**PROBLEM DESCRIPTION**
Can you transcribe the entries below word for word, starting with their first line and going on through the line containing "positive clicks: (69, 472) (280, 248)", with both of those lines included?

Segmentation mask data
[Start of section]

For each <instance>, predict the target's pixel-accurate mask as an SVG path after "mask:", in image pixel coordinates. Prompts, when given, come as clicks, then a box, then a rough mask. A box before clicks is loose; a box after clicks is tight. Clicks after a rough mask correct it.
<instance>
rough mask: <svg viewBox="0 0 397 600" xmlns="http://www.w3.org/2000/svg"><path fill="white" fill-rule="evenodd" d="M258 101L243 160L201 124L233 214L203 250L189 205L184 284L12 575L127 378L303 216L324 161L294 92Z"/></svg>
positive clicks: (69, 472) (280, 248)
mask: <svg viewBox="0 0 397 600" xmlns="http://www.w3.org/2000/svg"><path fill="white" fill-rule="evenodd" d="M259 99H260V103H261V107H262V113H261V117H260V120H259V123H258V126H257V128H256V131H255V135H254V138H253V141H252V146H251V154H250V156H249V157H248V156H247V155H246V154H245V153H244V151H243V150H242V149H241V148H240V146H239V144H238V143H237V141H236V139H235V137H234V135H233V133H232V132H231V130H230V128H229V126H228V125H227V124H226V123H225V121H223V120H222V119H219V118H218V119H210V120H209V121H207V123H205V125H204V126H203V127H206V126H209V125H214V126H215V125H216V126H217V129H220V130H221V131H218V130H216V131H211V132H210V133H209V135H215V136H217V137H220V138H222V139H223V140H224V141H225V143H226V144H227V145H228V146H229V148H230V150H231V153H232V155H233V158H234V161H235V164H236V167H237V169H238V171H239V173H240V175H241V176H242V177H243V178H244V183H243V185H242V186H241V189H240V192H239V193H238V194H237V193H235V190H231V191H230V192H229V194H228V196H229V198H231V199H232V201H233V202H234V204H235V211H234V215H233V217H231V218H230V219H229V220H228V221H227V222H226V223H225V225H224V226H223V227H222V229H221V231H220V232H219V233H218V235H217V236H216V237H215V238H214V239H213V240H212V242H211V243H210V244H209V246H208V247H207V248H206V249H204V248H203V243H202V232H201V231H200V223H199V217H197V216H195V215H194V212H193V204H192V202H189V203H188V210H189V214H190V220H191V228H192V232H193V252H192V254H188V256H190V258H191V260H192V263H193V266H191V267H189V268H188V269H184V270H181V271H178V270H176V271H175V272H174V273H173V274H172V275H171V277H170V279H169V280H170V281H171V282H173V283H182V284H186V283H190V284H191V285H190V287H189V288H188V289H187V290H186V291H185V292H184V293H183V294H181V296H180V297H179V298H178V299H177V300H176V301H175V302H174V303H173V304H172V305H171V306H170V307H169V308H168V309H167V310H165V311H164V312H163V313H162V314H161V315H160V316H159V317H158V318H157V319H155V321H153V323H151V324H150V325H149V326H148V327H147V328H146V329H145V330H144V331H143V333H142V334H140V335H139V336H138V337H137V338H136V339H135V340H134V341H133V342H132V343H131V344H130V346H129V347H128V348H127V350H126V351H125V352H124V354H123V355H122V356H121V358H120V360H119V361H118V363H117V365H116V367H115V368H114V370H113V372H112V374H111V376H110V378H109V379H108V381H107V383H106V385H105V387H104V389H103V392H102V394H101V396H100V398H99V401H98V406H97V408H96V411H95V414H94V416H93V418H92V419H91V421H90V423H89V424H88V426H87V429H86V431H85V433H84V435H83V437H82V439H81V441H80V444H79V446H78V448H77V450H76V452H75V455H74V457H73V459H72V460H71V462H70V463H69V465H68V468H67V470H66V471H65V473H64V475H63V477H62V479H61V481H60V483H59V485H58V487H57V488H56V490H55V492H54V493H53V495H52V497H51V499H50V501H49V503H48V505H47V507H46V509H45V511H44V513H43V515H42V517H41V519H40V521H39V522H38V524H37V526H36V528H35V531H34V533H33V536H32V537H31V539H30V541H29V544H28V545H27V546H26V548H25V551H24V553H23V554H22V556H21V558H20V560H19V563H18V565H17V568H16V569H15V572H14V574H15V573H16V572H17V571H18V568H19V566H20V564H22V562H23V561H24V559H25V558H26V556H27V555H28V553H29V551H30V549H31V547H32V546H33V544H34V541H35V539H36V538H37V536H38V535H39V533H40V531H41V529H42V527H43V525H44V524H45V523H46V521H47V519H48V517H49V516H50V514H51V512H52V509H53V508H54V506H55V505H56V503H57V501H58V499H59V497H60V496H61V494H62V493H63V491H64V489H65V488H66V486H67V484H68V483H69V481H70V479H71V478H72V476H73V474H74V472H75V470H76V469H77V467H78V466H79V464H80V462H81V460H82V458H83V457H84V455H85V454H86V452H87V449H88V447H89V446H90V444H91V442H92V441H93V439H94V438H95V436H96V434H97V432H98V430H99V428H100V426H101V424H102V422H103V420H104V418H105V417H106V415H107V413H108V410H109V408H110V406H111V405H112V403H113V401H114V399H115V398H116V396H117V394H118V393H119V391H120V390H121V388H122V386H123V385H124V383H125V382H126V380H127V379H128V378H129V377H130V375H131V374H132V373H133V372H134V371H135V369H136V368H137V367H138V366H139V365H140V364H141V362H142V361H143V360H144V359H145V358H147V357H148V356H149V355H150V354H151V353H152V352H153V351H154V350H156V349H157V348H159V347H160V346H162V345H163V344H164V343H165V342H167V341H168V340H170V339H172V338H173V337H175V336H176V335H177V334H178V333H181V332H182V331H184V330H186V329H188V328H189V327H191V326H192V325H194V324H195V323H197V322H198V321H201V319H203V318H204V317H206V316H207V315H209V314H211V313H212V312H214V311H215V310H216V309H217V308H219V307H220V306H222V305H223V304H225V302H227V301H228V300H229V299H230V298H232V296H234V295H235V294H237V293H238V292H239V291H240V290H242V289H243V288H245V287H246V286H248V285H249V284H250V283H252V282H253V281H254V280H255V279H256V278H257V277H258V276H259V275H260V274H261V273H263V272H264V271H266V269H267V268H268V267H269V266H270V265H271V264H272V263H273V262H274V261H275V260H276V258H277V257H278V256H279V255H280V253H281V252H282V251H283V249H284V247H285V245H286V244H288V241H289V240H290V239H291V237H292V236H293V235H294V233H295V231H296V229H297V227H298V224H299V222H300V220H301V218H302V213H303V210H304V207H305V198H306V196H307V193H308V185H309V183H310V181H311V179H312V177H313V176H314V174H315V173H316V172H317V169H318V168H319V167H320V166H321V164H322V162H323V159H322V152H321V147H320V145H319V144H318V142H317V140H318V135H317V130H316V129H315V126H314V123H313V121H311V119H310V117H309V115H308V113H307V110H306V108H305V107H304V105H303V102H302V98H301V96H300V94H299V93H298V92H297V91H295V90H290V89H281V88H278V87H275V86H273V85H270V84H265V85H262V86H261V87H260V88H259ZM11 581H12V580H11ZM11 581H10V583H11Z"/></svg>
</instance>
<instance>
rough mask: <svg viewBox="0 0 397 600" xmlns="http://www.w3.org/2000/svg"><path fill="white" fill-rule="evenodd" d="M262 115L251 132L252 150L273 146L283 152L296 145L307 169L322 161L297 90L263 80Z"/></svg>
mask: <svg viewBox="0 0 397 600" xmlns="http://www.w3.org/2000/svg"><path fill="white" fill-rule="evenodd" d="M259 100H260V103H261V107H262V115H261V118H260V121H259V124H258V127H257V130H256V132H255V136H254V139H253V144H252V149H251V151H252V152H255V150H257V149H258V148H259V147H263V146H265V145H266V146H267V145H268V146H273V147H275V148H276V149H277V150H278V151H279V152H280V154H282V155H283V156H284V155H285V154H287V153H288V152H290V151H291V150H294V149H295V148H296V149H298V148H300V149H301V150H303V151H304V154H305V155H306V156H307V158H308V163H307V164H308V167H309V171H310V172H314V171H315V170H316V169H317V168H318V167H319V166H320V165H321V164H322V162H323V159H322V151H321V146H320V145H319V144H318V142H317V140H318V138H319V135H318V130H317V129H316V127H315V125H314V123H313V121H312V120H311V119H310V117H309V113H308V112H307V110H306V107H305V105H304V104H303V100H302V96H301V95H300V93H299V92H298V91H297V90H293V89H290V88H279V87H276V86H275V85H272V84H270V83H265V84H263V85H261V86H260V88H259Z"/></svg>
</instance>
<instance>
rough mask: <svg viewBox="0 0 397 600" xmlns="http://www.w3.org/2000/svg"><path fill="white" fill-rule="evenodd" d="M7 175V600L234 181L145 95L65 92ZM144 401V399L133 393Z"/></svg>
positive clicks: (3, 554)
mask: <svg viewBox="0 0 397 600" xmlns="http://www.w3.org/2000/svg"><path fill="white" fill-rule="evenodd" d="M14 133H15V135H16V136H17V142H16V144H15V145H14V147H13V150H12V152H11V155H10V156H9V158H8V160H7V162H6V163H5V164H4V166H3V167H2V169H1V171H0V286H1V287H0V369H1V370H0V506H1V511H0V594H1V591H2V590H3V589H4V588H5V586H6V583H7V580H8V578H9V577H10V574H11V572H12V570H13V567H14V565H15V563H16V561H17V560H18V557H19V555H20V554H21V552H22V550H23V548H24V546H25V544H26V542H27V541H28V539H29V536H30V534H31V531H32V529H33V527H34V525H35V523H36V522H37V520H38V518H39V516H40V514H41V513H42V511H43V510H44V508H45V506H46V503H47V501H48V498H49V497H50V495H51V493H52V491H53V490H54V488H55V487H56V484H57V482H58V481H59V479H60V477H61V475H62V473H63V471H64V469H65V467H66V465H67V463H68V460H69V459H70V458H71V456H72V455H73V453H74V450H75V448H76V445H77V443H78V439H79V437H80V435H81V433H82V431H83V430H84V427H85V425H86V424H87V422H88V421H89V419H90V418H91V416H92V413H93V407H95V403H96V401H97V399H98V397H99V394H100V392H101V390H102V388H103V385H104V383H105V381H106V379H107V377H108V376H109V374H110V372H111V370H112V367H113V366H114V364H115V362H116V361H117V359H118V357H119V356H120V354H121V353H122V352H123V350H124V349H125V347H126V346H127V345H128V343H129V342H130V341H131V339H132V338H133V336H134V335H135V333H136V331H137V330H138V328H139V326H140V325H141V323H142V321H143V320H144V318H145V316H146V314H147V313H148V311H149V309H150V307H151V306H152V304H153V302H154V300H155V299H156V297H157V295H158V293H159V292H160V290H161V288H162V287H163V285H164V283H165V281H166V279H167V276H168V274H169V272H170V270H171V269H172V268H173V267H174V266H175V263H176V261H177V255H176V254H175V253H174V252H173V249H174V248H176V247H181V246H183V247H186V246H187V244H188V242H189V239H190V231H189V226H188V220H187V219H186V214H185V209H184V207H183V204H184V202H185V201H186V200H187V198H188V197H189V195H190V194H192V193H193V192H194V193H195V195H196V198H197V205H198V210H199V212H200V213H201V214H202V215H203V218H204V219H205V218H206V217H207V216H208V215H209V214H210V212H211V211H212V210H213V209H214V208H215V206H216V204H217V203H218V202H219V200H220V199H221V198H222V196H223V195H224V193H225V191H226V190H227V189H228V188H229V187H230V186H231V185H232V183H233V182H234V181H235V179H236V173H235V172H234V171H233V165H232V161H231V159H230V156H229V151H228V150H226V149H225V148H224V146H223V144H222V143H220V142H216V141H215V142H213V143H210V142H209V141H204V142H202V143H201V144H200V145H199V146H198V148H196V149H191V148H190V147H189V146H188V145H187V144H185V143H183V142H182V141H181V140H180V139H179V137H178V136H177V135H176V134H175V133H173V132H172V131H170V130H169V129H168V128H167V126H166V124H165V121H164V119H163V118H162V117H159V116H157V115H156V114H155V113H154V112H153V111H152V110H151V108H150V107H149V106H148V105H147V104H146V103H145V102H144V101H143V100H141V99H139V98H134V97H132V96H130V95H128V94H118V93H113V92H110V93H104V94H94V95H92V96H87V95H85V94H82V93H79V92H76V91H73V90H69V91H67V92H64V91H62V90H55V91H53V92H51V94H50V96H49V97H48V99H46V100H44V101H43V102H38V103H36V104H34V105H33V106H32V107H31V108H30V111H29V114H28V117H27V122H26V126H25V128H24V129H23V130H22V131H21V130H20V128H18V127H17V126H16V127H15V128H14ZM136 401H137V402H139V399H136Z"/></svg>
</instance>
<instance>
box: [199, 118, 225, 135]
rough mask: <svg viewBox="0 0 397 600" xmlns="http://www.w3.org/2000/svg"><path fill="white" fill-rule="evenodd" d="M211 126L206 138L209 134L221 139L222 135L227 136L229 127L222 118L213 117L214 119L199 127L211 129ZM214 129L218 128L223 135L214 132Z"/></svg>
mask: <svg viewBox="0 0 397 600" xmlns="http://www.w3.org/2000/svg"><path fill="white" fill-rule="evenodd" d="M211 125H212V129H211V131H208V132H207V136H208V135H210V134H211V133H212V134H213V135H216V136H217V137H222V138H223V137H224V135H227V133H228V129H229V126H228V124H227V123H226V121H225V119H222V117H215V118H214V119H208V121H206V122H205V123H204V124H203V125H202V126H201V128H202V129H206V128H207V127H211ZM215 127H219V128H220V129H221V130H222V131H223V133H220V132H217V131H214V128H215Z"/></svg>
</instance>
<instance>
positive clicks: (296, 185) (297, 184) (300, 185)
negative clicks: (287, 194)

[End of section]

**RESULT OF THE TASK**
For each <instance>, predict the target's pixel-accurate mask as an SVG path after "mask:", in image pixel coordinates. Prompts, when given, come as clicks, then a box, then a rough mask. A box before clicks is loose; a box after clicks is tight. Clicks after a rough mask correct it.
<instance>
rough mask: <svg viewBox="0 0 397 600" xmlns="http://www.w3.org/2000/svg"><path fill="white" fill-rule="evenodd" d="M258 101L243 160L201 124L233 214L203 250L189 205L184 284L12 575L127 378L303 216L324 161L294 92Z"/></svg>
positive clicks: (69, 472) (280, 248)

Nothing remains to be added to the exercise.